[[ Extracted information open ]]

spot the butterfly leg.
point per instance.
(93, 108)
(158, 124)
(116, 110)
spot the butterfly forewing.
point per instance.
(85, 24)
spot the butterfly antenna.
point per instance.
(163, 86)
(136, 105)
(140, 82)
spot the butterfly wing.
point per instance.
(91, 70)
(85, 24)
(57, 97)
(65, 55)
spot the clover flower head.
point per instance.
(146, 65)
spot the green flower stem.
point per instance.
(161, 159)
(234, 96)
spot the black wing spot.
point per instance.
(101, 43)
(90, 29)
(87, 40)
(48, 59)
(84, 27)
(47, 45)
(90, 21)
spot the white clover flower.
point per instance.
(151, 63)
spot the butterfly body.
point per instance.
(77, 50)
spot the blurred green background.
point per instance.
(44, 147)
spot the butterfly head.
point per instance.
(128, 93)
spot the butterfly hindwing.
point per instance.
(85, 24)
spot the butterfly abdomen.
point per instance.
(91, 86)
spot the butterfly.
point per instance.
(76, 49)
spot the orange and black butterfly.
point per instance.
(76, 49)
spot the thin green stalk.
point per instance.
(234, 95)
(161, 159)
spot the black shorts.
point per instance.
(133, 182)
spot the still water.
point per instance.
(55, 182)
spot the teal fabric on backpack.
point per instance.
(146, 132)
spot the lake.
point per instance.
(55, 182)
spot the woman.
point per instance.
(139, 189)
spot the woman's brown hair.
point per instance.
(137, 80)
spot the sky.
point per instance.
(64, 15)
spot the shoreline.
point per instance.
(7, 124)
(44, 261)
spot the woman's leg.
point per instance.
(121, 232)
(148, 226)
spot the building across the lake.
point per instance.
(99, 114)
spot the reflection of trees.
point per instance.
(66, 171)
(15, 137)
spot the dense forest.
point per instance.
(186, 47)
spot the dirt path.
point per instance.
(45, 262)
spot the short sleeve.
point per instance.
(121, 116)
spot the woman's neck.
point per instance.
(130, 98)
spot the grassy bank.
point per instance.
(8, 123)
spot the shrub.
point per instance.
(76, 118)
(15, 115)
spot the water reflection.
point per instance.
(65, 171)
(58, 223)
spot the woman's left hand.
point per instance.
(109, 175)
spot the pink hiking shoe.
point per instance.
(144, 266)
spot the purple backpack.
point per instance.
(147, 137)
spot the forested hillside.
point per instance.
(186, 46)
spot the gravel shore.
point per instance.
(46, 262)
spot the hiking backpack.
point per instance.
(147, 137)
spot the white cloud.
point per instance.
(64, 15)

[[ Extracted information closed ]]

*Required work:*
The records above need to be retyped in full, exactly as given.

*Answer area:*
spot the butterfly leg.
point per instance.
(93, 108)
(158, 124)
(116, 110)
spot the butterfly forewing.
point per instance.
(85, 24)
spot the butterfly antenna.
point per instance.
(163, 86)
(136, 105)
(140, 82)
spot the butterfly wing.
point per instance.
(91, 70)
(85, 24)
(57, 97)
(65, 55)
spot the clover flower head.
point per instance.
(146, 65)
spot the green flower stem.
point per instance.
(161, 159)
(234, 96)
spot the black wing spot.
point per instance.
(101, 43)
(90, 29)
(87, 40)
(48, 59)
(84, 27)
(47, 45)
(90, 21)
spot the white clover flower.
point per instance.
(151, 63)
spot the butterfly body.
point per instance.
(77, 50)
spot the blurred green background.
point per instance.
(44, 147)
spot the butterfly head.
point per instance.
(128, 93)
spot the butterfly hindwing.
point per instance.
(85, 24)
spot the butterfly abdomen.
point per instance.
(91, 86)
spot the butterfly.
point per instance.
(76, 49)
spot the orange and black butterfly.
point per instance.
(76, 49)
spot the thin green stalk.
point per instance.
(234, 95)
(161, 159)
spot the black shorts.
point per instance.
(133, 182)
spot the still water.
point per instance.
(55, 182)
spot the teal fabric on backpack.
point per instance.
(146, 132)
spot the lake.
point per instance.
(55, 182)
spot the woman.
point per instance.
(139, 189)
spot the woman's brown hair.
point per instance.
(137, 80)
spot the sky.
point per instance.
(64, 15)
spot the shoreline.
point per instance.
(7, 124)
(44, 261)
spot the woman's leg.
point per instance.
(121, 232)
(148, 226)
spot the building across the lake.
point per instance.
(99, 114)
spot the reflection of trees.
point per instance.
(66, 171)
(15, 137)
spot the dense forest.
point per instance.
(186, 47)
spot the dirt path.
point per instance.
(45, 262)
spot the short sleeve.
point per instance.
(121, 116)
spot the woman's neck.
point per instance.
(130, 98)
spot the grassy bank.
point per instance.
(8, 123)
spot the shrub.
point per instance.
(76, 118)
(15, 115)
spot the water reflection.
point per instance.
(65, 171)
(58, 223)
spot the woman's left hand.
point per instance.
(109, 175)
spot the pink hiking shoe.
point per instance.
(144, 266)
spot the purple backpack.
point per instance.
(147, 137)
spot the forested hillside.
point per instance.
(186, 46)
spot the gravel shore.
point per instance.
(46, 262)
spot the hiking backpack.
point per instance.
(147, 137)
spot the white cloud.
point per instance.
(64, 15)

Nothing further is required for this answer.